• **WHAT YOU WILL DO**: Repeat the data exactly. Pictures stay out.

• **TASK INPUTS**:
○ ○ ○ ○

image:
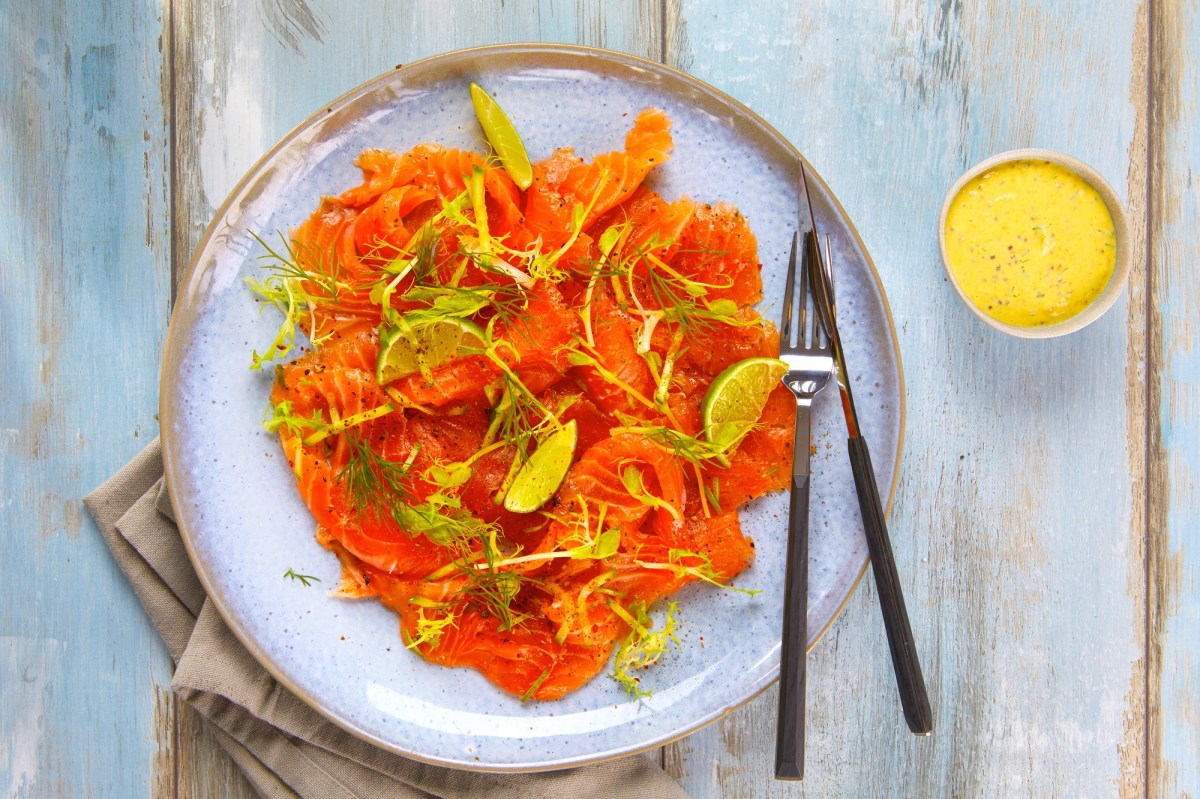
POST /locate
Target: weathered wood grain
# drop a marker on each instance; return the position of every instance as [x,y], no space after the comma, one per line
[1045,517]
[84,278]
[1174,434]
[1014,521]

○ ○ ○ ○

• **RESULT**:
image:
POST /locate
Target: weathered wood grain
# drop a marker on each instance; return the position of every instance as [x,y], no space after the comma, one per line
[1045,517]
[84,278]
[1174,434]
[1014,521]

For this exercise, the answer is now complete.